*Extrait du document*:
=-=-=
Cette double formation des mots, dont la constatation a passé d’abord pour une découverte toute moderne, était déjà connue au xviie siècle.

Un érudit protestant qui a eu quelque part à l’éducation du Dauphin, Jean Rou, parle, en passant, de ce fait curieux dans ses Mémoires[1], et Nicolas Catherinot, conseiller au présidial de Bourges, compose dès 1683 un petit traité spécial, longtemps oublié, sur ce qu’il appelle d’un nom bien français et fort digne d’être définitivement adopté : les doublets de la langue françoise[2].

Les mots à forme savante ont été d’abord regardés comme des créations de la Renaissance, et c’est en effet à cette époque qu’il s’en est le plus introduit : mais peu à peu une étude plus attentive a permis de préciser davantage les faits. Deux thèses intéressantes, l’une sur Nicole Oresme[3], l’autre sur Pierre Bersuire[4], nous ont indiqué la très large part que les traducteurs ont prise, au xive siècle, à la formation du langage oratoire et poétique ; il importe toutefois de remarquer que la plupart des mots qu’ils créaient, ou plutôt qu’ils

  1. Mémoires inédits et opuscules de Jean Rou, publiés par Francis Waddington. — Paris, 1857, tome II, page 209.
  2. Voyez Dictionnaire des doublets ou doubles formes de la langue française, par Auguste Brachet. — Paris, Franck, 1868, in-8o, pages 7 et 49.
  3. Essai sur la vie et les ouvrages de Nicole Oresme, par Francis Meunier. — Paris, Durand, 1857, 8o. — Thèse soutenue devant la Faculté des lettres de Paris.
  4. Pierre Bersuire et sa traduction de Tite-Live considérée comme monument de la formation savante de la langue française au XIVe siècle, par Léopold Pannier (dans les positions des thèses soutenues par les élèves de l’École des Chartes, de la promotion 1867–1868). — Paris, S. Raçon, 1868, in-8o.
=-=-=
[Entrées d'un jeu d'annotations par points]

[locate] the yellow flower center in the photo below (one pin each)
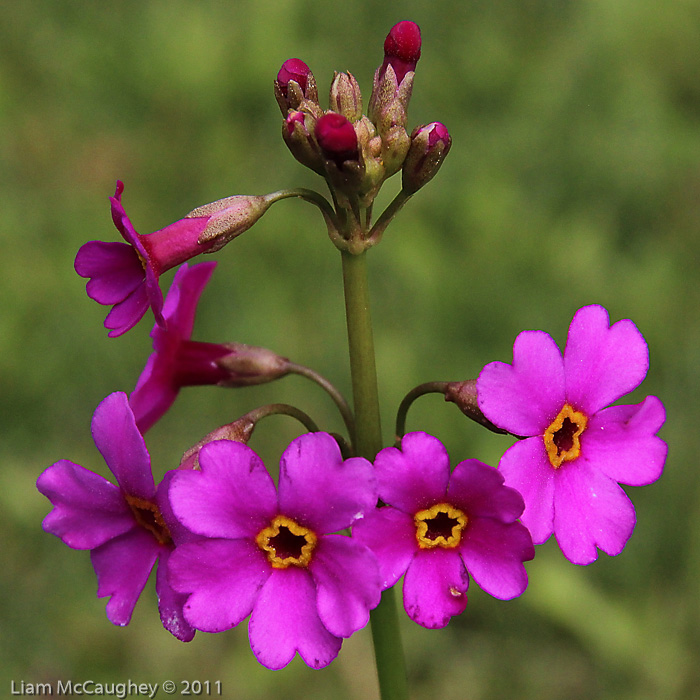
(286, 543)
(562, 438)
(440, 525)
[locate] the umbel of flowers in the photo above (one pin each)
(315, 558)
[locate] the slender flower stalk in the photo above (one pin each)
(388, 650)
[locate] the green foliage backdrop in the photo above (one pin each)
(574, 178)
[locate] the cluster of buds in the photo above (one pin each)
(355, 152)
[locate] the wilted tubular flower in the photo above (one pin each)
(273, 555)
(179, 361)
(438, 528)
(576, 450)
(125, 275)
(127, 527)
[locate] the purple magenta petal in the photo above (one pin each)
(181, 301)
(170, 602)
(88, 510)
(154, 392)
(435, 587)
(223, 578)
(526, 468)
(525, 397)
(602, 363)
(415, 476)
(122, 446)
(346, 575)
(123, 566)
(590, 510)
(391, 535)
(126, 314)
(620, 441)
(478, 489)
(494, 553)
(285, 620)
(114, 268)
(232, 496)
(319, 489)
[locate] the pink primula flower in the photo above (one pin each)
(273, 555)
(127, 527)
(441, 527)
(575, 449)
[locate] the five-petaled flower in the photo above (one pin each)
(438, 528)
(127, 527)
(576, 450)
(272, 555)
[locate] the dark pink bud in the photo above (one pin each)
(293, 69)
(336, 137)
(402, 48)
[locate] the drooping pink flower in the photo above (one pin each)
(178, 361)
(274, 556)
(576, 450)
(127, 527)
(439, 528)
(125, 275)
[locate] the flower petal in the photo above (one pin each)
(346, 575)
(122, 446)
(223, 578)
(435, 587)
(602, 363)
(526, 468)
(170, 602)
(285, 620)
(126, 314)
(416, 476)
(88, 510)
(478, 490)
(114, 268)
(232, 496)
(590, 510)
(494, 553)
(391, 535)
(123, 566)
(525, 397)
(319, 489)
(621, 442)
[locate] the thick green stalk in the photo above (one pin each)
(388, 651)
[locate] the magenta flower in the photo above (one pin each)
(438, 528)
(125, 275)
(272, 556)
(178, 361)
(127, 527)
(576, 450)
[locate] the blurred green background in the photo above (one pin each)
(574, 178)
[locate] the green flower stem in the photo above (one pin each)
(388, 651)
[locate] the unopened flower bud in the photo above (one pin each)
(337, 138)
(247, 365)
(238, 431)
(402, 49)
(345, 97)
(430, 144)
(230, 217)
(295, 83)
(464, 395)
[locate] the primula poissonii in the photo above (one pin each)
(438, 528)
(272, 555)
(127, 527)
(125, 275)
(576, 450)
(178, 361)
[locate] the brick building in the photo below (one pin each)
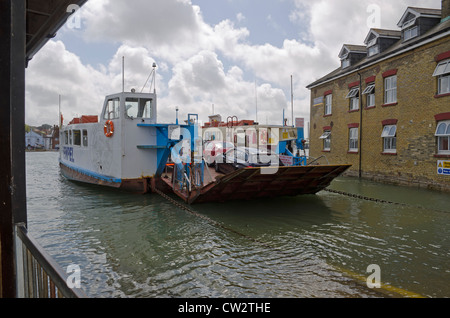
(386, 110)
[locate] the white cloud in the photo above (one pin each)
(201, 64)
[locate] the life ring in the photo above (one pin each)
(109, 128)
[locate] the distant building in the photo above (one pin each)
(386, 109)
(34, 140)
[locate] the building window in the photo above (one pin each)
(442, 72)
(85, 140)
(370, 92)
(443, 137)
(326, 137)
(389, 136)
(353, 140)
(410, 33)
(390, 89)
(328, 104)
(345, 63)
(373, 50)
(353, 95)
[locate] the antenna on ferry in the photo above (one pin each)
(123, 74)
(153, 83)
(292, 101)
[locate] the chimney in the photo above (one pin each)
(445, 10)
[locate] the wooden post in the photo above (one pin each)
(12, 136)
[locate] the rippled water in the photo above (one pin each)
(309, 246)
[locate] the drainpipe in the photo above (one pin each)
(360, 125)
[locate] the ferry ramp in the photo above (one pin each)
(259, 182)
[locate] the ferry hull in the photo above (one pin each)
(131, 185)
(256, 183)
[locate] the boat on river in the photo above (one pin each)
(126, 148)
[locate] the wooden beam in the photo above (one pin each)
(12, 132)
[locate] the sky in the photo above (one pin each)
(227, 57)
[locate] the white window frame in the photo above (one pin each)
(353, 134)
(370, 92)
(345, 63)
(389, 136)
(353, 95)
(390, 89)
(444, 84)
(410, 33)
(442, 72)
(443, 137)
(373, 50)
(326, 137)
(328, 104)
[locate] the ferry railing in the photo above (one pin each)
(38, 275)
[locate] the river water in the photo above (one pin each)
(137, 246)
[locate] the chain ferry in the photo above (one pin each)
(125, 147)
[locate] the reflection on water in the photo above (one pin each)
(143, 246)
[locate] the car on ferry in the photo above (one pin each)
(215, 148)
(243, 157)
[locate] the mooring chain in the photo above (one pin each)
(361, 197)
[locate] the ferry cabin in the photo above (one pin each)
(109, 151)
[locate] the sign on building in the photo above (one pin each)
(444, 168)
(287, 160)
(318, 101)
(300, 122)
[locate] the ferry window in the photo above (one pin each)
(390, 89)
(85, 143)
(112, 109)
(353, 139)
(138, 107)
(77, 137)
(389, 136)
(443, 137)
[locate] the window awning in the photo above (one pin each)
(442, 68)
(369, 89)
(443, 129)
(389, 131)
(353, 93)
(326, 135)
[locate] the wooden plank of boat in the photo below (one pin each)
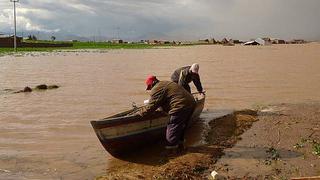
(126, 131)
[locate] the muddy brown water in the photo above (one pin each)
(47, 134)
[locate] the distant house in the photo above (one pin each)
(236, 41)
(213, 41)
(267, 41)
(8, 41)
(224, 41)
(278, 41)
(298, 41)
(259, 41)
(117, 41)
(203, 41)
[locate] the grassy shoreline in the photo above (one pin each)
(78, 46)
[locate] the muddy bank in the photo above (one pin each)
(284, 143)
(280, 141)
(193, 163)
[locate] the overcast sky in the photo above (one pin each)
(169, 19)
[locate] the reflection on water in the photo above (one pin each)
(47, 134)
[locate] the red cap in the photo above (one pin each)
(149, 81)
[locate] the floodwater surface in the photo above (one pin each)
(47, 134)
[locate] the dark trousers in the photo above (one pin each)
(177, 125)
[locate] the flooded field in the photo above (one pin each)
(47, 134)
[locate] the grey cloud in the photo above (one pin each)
(179, 19)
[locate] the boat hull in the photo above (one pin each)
(121, 134)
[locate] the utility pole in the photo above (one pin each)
(15, 24)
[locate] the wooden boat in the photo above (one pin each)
(127, 131)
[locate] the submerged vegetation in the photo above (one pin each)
(76, 46)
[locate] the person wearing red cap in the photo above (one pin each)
(174, 100)
(184, 75)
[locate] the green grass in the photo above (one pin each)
(77, 46)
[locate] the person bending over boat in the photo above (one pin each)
(184, 75)
(174, 100)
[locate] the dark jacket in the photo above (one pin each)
(183, 77)
(171, 97)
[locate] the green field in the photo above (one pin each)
(78, 46)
=-=-=
*Consigne*:
Répondez à ces questions sur l'extrait consacré aux doublets :
(a) En quelle année Nicolas Catherinot a-t-il composé son traité sur les doublets ?
(b) À quelle époque s'est introduit le plus grand nombre de mots à forme savante ?
(c) Qui est l'auteur de la thèse sur Nicole Oresme ?

*Réponse*:
(a) En 1683.
(b) À la Renaissance.
(c) Francis Meunier.